_Extract_.
<<<<
Personal information
- Born: September 8, 1919 Ulysses, Nebraska, U.S.
- Died: March 9, 1997 (aged 77) Orange County, California, U.S.
- Listed height: 6 ft 3 in (1.91 m)
- Listed weight: 200 lb (91 kg)

Career information
- High school: Ulysses
- College: Nebraska (1937–1940)
- NFL draft: 1941: 7th round, 54th overall pick

Career history

Playing
- Cleveland Rams (1941);

Coaching
- Nebraska (1947–1948, 1950–1954) Assistant coach; Edmonton Eskimos (1955–1957) Assistant coach; St. Louis Cardinals (1958–1961) Offensive line coach; St. Louis Cardinals (1961) Interim head coach; St. Louis Cardinals (1962–1965) Offensive line coach; Los Angeles Rams (1966–1970) Offensive line coach; Cleveland Browns (1971–1972) Offensive line coach; Los Angeles Rams (1973–1976) Offensive line coach; Los Angeles Rams (1977) Offensive coordinator; Buffalo Bills (1978–1982) Offensive coordinator; Seattle Seahawks (1983–1985) Offensive coordinator/offensive line coach;

Awards and highlights
- First-team All-Big Six (1940);

Career NFL statistics
- Receptions: 4
- Receiving yards: 29
- Stats at Pro Football Reference

Head coaching record
- Regular season: 2–0–0 (1.000)
- Coaching profile at Pro Football Reference

= Ray Prochaska =

American football player and coach (1919–1997)

Raymond Edward Prochaska (/proʊˈhɑːskə/ proh-HAHS-kə; August 9, 1919 – March 9, 1997) was an American gridiron football player and coach. He attended the University of Nebraska and played one season in the National Football League (NFL).
>>>>
_Task item 1_. Return, word for word, the part of the Ray Prochaska extract that opens with the words containing "Head coaching record" and closes with "and coach (1919–1997)".
_Task item 2_. Supply the next part of the Ray Prochaska extract above, beginning right after its final sentence.

_Source material_.
<<<<
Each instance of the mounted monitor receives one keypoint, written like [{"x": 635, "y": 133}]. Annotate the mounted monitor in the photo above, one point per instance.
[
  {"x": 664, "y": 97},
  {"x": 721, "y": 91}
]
>>>>
_Reply 1_.
Head coaching record
- Regular season: 2–0–0 (1.000)
- Coaching profile at Pro Football Reference

= Ray Prochaska =

American football player and coach (1919–1997)

_Reply 2_.
==Biography==

Ray Prochaska was born in Ulysses, Nebraska, to Emil Prochaska and Marie Fredlick, having Czech and Moravian ancestry. He attended high school in Ulysses before enrolling at the University of Nebraska, where he played college football. Prochaska helped take the Cornhuskers to the 1941 Rose Bowl, where they were defeated by the Stanford Indians, 21 to 13.

Prochaska was drafted by and made his professional debut in the National Football League in 1941 with the Cleveland Rams before leaving football for military service during World War II. He served from 1942 to 1946 in the US Army and held the rank of captain when discharged.

After leaving the military he joined the coaching staff at his alma mater, where he was assistant coach in charge of ends. In May 1955 he moved to the professional ranks, joining the staff of head coach Pop Ivy of the Edmonton Eskimos of the Canadian Football League (CFL). When Ivy was named head coach of the Chicago Cardinals in 1958, Prochaska turned down an offer to take over as head coach of the Eskimos and followed his mentor to the NFL, joining him as an assistant coach on his staff.

After Ivy resigned as coach of the Cards late in the 1961 season, Prochaska joined fellow assistant coaches Chuck Drulis and Ray Willsey in sharing head coaching duties on an interim basis. The trio finished the year with a 2–0 record.

Prochaska went on to be an NFL assistant coach for a number of NFL teams, often serving under Chuck Knox, including the Los Angeles Rams, Buffalo Bills, and Seattle Seahawks.

Ray Prochaska died March 9, 1997, in Orange County, California. He was 77 years old at the time of his death.